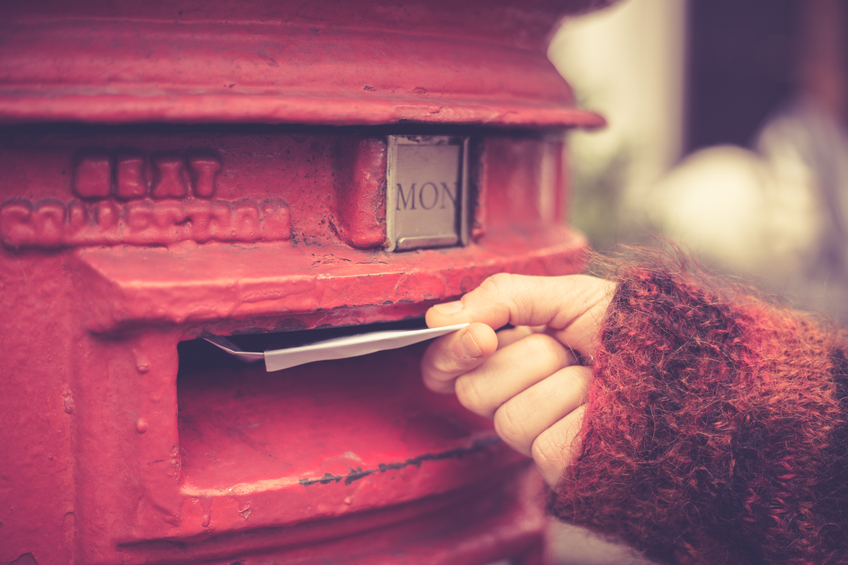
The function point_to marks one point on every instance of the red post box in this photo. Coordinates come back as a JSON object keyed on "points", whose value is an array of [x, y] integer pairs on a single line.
{"points": [[264, 171]]}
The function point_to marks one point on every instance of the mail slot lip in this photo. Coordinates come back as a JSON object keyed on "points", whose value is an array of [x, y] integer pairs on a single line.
{"points": [[125, 290]]}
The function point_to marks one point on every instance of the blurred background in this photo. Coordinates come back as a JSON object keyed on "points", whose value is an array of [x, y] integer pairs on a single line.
{"points": [[726, 133]]}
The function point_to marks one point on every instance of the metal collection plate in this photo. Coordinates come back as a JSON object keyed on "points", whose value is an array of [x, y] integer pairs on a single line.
{"points": [[427, 185]]}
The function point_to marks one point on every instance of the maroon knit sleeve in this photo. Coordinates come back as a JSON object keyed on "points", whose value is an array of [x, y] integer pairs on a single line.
{"points": [[715, 429]]}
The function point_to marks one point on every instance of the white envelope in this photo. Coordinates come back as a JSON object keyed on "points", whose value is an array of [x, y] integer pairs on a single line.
{"points": [[337, 348]]}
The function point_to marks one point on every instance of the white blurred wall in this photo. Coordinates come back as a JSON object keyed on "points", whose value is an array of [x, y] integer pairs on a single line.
{"points": [[627, 62]]}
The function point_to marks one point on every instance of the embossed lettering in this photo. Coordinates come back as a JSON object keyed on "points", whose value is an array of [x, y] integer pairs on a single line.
{"points": [[451, 195], [140, 217], [107, 215], [16, 224], [246, 221], [49, 221], [435, 193], [203, 171], [407, 199], [54, 224], [428, 196], [275, 220], [93, 177], [170, 178], [131, 177], [77, 217]]}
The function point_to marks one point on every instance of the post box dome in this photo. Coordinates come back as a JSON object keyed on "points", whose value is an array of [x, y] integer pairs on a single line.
{"points": [[323, 62]]}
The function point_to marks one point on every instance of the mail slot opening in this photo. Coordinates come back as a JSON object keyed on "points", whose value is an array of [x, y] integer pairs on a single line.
{"points": [[327, 422]]}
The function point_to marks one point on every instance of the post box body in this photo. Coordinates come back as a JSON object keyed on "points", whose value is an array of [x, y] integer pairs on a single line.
{"points": [[179, 170]]}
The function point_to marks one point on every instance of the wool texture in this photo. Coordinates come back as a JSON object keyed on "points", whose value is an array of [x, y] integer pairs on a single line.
{"points": [[716, 427]]}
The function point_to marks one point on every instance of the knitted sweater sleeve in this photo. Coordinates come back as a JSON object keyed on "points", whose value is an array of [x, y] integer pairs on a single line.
{"points": [[716, 429]]}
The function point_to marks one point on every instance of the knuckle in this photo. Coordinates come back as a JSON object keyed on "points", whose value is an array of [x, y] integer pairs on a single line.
{"points": [[546, 453], [547, 350], [469, 395], [508, 424], [499, 283]]}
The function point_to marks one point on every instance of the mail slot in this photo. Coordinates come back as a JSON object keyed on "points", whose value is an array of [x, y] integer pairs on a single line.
{"points": [[265, 173]]}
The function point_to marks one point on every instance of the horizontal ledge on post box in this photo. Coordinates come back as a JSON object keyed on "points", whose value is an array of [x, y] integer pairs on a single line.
{"points": [[123, 287], [22, 106]]}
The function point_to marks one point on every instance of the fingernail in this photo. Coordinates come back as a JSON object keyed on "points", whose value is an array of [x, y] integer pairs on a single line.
{"points": [[449, 307], [469, 345]]}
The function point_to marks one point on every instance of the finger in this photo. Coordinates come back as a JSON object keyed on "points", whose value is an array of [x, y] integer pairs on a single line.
{"points": [[522, 418], [558, 447], [509, 371], [511, 335], [456, 353], [573, 306]]}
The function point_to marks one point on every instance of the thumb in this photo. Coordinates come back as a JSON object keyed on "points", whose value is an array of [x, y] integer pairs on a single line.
{"points": [[572, 306]]}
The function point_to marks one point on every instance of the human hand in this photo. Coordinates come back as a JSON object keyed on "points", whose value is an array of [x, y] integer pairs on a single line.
{"points": [[528, 378]]}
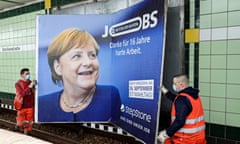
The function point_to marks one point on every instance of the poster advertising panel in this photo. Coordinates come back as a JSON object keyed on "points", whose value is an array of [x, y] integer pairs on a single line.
{"points": [[102, 68]]}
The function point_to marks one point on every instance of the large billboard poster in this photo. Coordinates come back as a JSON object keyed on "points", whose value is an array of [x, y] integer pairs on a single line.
{"points": [[102, 68]]}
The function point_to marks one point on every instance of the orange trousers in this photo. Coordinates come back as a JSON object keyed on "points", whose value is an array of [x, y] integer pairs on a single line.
{"points": [[184, 141], [25, 118]]}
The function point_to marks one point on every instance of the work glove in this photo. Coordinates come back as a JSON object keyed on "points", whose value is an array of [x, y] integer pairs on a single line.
{"points": [[162, 136], [163, 89]]}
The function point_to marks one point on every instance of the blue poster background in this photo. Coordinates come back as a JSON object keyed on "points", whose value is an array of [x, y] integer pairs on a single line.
{"points": [[130, 58]]}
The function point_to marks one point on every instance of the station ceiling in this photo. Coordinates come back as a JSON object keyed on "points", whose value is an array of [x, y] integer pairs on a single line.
{"points": [[6, 5]]}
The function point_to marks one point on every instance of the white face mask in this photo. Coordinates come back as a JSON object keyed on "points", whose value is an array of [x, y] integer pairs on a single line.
{"points": [[174, 88], [27, 77]]}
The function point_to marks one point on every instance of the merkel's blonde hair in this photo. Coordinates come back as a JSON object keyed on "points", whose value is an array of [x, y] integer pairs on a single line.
{"points": [[65, 41]]}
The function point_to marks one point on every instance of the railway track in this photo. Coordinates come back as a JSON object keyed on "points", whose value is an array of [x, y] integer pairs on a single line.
{"points": [[67, 133]]}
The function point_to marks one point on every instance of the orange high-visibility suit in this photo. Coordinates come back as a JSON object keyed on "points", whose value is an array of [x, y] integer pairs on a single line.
{"points": [[25, 115], [193, 131]]}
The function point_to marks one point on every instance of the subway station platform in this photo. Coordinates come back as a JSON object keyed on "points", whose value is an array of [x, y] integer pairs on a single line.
{"points": [[10, 137]]}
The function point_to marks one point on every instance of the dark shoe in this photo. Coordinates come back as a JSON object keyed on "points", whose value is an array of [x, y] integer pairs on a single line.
{"points": [[16, 128]]}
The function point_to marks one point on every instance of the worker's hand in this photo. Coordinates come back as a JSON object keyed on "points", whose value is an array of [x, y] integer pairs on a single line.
{"points": [[162, 136], [33, 84], [163, 89]]}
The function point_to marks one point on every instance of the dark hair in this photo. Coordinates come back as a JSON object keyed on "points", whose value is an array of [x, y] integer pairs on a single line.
{"points": [[23, 70]]}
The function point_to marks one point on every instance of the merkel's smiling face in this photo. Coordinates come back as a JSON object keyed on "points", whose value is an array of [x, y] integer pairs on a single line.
{"points": [[78, 67]]}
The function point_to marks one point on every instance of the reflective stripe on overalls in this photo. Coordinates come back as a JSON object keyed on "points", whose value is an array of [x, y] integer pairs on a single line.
{"points": [[194, 124]]}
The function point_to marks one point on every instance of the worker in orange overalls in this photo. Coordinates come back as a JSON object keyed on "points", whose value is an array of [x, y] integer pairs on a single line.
{"points": [[188, 124], [25, 88]]}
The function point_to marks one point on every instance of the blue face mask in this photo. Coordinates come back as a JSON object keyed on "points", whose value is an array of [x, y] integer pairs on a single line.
{"points": [[175, 88], [27, 77]]}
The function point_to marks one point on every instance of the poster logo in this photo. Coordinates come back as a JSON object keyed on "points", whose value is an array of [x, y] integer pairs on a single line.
{"points": [[148, 20]]}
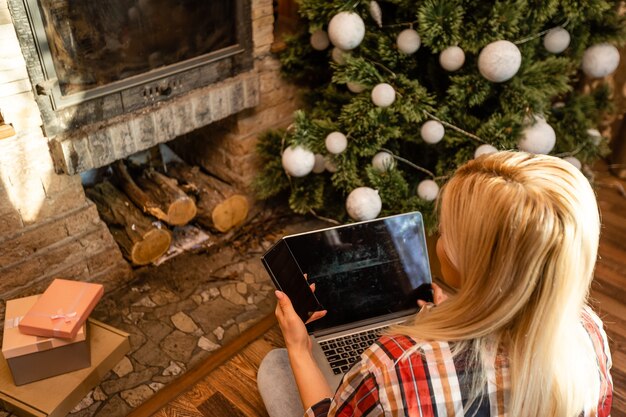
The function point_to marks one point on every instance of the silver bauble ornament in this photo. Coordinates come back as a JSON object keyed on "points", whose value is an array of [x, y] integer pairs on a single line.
{"points": [[484, 149], [319, 40], [336, 142], [298, 161], [432, 131], [556, 40], [383, 95], [600, 60], [356, 88], [408, 41], [376, 13], [574, 161], [383, 161], [538, 138], [499, 61], [319, 165], [452, 58], [363, 203], [346, 30], [428, 190]]}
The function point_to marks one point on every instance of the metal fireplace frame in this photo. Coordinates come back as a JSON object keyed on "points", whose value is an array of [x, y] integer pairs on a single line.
{"points": [[63, 113]]}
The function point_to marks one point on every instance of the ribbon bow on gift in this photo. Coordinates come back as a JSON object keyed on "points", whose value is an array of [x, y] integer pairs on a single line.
{"points": [[67, 317]]}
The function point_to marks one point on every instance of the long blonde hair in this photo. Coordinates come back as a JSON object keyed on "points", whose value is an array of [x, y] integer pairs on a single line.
{"points": [[523, 232]]}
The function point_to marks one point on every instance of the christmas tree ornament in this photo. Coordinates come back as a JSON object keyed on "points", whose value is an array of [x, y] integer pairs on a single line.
{"points": [[376, 13], [484, 150], [339, 56], [408, 41], [537, 138], [452, 58], [383, 95], [556, 40], [428, 190], [336, 142], [319, 165], [574, 161], [595, 135], [432, 131], [319, 40], [298, 161], [383, 161], [499, 61], [329, 164], [363, 203], [600, 60], [346, 30], [355, 87]]}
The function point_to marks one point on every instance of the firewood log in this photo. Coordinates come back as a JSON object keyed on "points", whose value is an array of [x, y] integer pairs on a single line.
{"points": [[220, 207], [157, 195], [140, 241]]}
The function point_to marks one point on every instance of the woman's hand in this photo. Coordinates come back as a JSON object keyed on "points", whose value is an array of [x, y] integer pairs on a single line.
{"points": [[294, 331], [438, 296]]}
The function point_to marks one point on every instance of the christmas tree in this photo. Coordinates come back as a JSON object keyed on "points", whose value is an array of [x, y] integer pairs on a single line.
{"points": [[401, 92]]}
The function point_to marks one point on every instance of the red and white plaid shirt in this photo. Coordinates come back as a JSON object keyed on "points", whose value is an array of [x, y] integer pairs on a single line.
{"points": [[399, 377]]}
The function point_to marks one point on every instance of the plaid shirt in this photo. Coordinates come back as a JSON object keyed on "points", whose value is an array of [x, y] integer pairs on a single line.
{"points": [[399, 376]]}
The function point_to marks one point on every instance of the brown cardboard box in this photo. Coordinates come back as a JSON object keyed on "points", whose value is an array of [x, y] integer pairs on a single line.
{"points": [[57, 396], [32, 358]]}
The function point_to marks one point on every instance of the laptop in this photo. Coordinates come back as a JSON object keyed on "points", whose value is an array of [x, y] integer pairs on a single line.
{"points": [[368, 275]]}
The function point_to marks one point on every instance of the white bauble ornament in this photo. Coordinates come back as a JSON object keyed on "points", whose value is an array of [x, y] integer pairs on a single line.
{"points": [[319, 165], [346, 30], [574, 161], [408, 41], [356, 88], [330, 166], [452, 58], [595, 135], [428, 190], [298, 161], [383, 95], [319, 40], [600, 60], [383, 161], [376, 13], [336, 142], [499, 61], [484, 150], [432, 131], [556, 40], [338, 56], [537, 138], [363, 203]]}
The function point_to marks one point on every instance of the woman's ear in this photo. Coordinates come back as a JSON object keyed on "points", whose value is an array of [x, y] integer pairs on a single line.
{"points": [[450, 274]]}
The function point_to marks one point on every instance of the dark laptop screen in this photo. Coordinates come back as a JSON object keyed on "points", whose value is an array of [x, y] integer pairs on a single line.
{"points": [[365, 270]]}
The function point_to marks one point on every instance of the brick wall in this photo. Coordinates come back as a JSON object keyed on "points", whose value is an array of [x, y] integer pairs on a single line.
{"points": [[48, 228]]}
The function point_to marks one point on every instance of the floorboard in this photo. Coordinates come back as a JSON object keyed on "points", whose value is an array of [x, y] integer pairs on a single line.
{"points": [[228, 388]]}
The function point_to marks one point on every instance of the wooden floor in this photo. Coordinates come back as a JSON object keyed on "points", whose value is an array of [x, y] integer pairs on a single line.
{"points": [[226, 386]]}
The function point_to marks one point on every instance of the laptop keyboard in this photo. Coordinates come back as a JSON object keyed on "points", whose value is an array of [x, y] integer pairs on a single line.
{"points": [[342, 352]]}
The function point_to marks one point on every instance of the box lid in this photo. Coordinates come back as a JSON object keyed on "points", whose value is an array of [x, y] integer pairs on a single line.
{"points": [[57, 396], [62, 309], [16, 343]]}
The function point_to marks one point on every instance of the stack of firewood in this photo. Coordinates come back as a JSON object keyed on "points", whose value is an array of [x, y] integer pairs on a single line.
{"points": [[141, 205]]}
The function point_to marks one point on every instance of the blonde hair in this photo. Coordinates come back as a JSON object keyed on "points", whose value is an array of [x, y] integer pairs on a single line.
{"points": [[523, 232]]}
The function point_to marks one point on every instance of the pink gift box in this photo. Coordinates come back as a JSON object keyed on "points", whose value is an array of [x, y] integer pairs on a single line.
{"points": [[62, 309]]}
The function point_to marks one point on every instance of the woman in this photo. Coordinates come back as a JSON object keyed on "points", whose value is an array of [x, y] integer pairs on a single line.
{"points": [[519, 238]]}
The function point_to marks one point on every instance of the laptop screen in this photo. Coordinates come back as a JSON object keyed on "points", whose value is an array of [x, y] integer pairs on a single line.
{"points": [[365, 270]]}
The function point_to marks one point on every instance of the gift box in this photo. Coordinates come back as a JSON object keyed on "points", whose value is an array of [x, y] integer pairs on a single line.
{"points": [[62, 309], [31, 358], [57, 396]]}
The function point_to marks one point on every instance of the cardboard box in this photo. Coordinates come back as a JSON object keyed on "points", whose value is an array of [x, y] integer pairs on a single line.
{"points": [[57, 396], [32, 358], [62, 309]]}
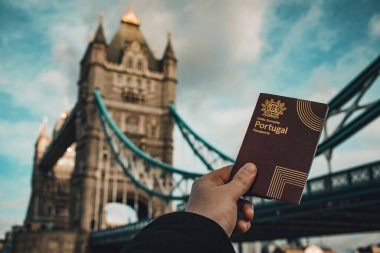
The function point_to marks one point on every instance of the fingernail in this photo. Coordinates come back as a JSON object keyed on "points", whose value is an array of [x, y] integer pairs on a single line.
{"points": [[248, 226], [250, 167]]}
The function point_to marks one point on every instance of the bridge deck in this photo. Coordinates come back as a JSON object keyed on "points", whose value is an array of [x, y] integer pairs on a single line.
{"points": [[343, 202]]}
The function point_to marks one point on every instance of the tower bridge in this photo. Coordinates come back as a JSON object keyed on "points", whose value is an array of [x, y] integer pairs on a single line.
{"points": [[116, 145]]}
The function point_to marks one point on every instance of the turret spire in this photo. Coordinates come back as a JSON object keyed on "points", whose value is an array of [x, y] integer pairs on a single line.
{"points": [[130, 17]]}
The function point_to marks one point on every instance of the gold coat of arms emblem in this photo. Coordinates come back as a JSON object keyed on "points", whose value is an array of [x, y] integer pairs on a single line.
{"points": [[273, 109]]}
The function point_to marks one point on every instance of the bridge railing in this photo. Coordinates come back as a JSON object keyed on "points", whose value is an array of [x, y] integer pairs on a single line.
{"points": [[123, 233], [356, 176]]}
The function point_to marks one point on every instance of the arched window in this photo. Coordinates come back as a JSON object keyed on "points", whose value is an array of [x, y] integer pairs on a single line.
{"points": [[132, 124], [139, 65], [139, 84], [130, 62]]}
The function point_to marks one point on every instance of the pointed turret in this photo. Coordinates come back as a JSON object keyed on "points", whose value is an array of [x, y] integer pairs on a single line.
{"points": [[130, 18], [43, 140], [99, 36], [169, 67], [169, 52]]}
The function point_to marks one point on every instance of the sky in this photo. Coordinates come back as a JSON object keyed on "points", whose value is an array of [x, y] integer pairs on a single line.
{"points": [[228, 52]]}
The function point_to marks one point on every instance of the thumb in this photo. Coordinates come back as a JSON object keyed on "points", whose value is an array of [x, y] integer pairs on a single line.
{"points": [[242, 180]]}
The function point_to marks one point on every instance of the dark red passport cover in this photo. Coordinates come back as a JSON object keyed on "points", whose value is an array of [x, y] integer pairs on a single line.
{"points": [[281, 140]]}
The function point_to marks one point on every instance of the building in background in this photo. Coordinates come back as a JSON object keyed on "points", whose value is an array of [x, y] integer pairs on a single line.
{"points": [[69, 199]]}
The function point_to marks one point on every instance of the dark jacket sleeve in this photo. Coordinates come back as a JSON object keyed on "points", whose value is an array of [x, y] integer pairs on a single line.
{"points": [[181, 232]]}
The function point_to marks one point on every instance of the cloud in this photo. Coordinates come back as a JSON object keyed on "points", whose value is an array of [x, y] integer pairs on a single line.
{"points": [[17, 136], [374, 26]]}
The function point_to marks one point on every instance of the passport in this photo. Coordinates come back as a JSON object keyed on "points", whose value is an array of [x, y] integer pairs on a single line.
{"points": [[281, 140]]}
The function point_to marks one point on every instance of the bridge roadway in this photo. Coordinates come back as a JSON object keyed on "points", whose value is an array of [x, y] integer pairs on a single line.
{"points": [[340, 203]]}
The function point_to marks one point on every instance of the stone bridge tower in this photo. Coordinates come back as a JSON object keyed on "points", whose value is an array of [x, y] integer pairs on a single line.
{"points": [[136, 89], [68, 200]]}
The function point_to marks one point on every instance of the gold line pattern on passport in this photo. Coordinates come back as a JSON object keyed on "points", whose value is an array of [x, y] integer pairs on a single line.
{"points": [[282, 176], [308, 117]]}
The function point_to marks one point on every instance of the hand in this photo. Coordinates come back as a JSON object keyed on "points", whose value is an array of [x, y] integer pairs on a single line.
{"points": [[211, 196]]}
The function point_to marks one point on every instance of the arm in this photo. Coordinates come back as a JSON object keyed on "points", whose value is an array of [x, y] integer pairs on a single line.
{"points": [[209, 220]]}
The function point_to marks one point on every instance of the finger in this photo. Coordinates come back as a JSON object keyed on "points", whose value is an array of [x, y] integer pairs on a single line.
{"points": [[242, 226], [218, 177], [246, 209], [242, 180]]}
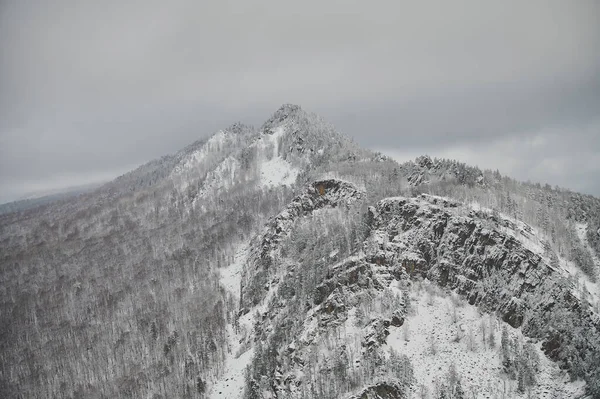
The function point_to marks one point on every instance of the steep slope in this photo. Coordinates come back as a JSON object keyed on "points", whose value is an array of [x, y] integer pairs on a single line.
{"points": [[273, 261], [310, 323], [126, 278]]}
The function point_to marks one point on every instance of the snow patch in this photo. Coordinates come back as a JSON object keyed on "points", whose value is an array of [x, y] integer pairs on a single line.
{"points": [[276, 172], [231, 383]]}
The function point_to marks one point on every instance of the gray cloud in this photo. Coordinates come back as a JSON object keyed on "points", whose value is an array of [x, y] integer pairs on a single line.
{"points": [[88, 89]]}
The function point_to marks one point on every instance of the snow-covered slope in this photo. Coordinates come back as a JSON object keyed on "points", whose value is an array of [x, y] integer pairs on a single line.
{"points": [[478, 274]]}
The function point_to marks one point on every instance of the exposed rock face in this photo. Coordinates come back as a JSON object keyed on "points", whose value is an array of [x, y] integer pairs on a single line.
{"points": [[383, 390], [260, 270], [478, 255], [481, 255]]}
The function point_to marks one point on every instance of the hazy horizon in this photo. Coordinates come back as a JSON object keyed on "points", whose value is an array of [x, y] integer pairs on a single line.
{"points": [[90, 91]]}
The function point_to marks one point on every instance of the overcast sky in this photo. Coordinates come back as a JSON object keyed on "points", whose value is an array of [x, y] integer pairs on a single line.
{"points": [[91, 89]]}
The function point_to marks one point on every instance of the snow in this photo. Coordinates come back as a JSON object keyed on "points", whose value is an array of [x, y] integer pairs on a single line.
{"points": [[593, 288], [277, 172], [274, 170], [478, 365], [197, 157], [231, 384]]}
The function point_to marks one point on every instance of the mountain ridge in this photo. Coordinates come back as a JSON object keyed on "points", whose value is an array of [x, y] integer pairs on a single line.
{"points": [[181, 265]]}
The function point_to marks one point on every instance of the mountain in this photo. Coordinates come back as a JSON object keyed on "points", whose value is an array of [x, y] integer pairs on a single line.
{"points": [[286, 261], [37, 199]]}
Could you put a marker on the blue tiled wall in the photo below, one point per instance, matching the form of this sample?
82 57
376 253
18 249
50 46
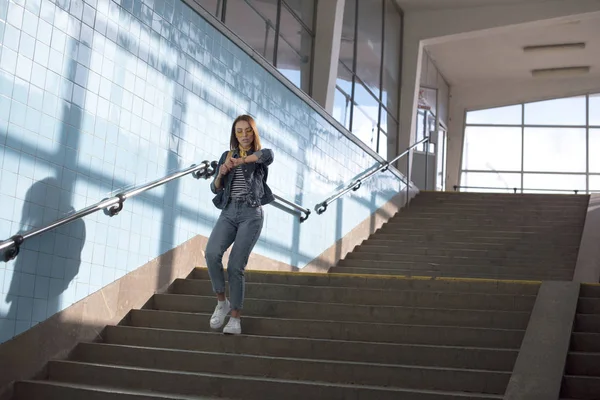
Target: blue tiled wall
100 95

++++++++++

Repeat exactly the lines from the one holding "of the snow-covered" through the last line of the entries, both included; the pictures do not belong in the copy.

The function point_to marks one point on every instance of the snow-covered slope in this photo. Coordinates come back as a JSON object keyed on "points", whose value is an array of [x, y] integer pairs on a single line.
{"points": [[478, 274]]}
The function point_to marks one point on every instance of the exposed rock face in this photo. Coordinates come back as a JSON object keyed on "points", whose value is an array of [x, y] integer pairs on a single line.
{"points": [[383, 390], [260, 270], [478, 255], [481, 255]]}
The function point_to marks one point on every instance of the hazy horizon in this photo. Coordinates come back as a JSON object keyed on "points", whose value is an array of [x, y] integer pairs on a single line.
{"points": [[90, 91]]}
The function point_to marks one point on every instance of the overcast sky in this photo. Coordinates come back as a JSON object keyed on "points", whose value is an array of [x, y] integer pairs on a single line.
{"points": [[91, 89]]}
The function point_to marks one point on every instance of the snow in this photo. Coordinates come back as a JSON object keyed on "points", whose value is an array of [x, y] integer pairs on a single line.
{"points": [[593, 288], [277, 172], [274, 170], [478, 365], [197, 157], [231, 384]]}
The function point_to marks one point on every instance of the mountain ridge in this photo. Coordinates come back as a JSON object keyed on "points", whose value is an array of [x, y] integer pairs on a single line.
{"points": [[181, 265]]}
The function point_to marks one point on every instance of the mountain in this photo. Coordinates come back as a JSON object keyed on "points", whose value is an array of [x, y] integer pairs on a single line.
{"points": [[286, 261], [37, 199]]}
Could you put a marker on the blue tiled wall in the photo below, one point per instance, matching the form of this sample?
82 57
376 253
18 249
50 46
Target: blue tiled wall
100 95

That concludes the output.